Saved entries
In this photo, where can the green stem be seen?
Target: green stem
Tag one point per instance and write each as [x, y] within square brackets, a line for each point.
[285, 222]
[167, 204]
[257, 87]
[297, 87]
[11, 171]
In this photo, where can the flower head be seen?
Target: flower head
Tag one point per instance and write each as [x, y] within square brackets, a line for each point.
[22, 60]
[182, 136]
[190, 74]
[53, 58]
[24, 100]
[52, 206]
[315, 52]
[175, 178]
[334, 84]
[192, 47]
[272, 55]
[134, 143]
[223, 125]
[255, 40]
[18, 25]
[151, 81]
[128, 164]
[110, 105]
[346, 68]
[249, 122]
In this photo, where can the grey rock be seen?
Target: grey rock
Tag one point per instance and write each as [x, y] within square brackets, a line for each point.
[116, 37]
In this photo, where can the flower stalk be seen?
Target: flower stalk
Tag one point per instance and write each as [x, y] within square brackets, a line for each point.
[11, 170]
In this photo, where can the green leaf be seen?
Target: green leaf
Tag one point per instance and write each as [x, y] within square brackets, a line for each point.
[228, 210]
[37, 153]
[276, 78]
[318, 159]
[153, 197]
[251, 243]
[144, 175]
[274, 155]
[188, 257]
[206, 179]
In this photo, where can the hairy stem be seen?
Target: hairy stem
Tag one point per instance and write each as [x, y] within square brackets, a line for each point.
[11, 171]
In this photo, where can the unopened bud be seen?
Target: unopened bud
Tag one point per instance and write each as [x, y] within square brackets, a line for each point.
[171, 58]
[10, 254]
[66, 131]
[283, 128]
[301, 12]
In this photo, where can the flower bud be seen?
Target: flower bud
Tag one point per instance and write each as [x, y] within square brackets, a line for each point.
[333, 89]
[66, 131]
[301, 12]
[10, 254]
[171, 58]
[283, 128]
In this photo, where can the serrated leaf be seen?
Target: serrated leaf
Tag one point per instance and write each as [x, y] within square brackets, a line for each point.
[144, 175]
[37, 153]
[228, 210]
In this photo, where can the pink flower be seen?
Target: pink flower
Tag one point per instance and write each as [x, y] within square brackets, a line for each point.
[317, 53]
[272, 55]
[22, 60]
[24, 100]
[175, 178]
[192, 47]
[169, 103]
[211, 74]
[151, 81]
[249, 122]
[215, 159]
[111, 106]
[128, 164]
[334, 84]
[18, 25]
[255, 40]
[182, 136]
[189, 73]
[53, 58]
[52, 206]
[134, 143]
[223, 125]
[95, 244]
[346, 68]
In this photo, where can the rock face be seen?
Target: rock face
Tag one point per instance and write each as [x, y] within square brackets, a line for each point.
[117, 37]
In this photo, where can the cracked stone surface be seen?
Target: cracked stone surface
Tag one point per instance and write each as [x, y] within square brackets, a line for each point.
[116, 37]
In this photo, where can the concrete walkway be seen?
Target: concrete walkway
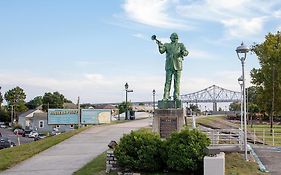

WORK TASK:
Tell how many lines in the data above hold "head". Nothing but the number.

TASK RESPONSE:
2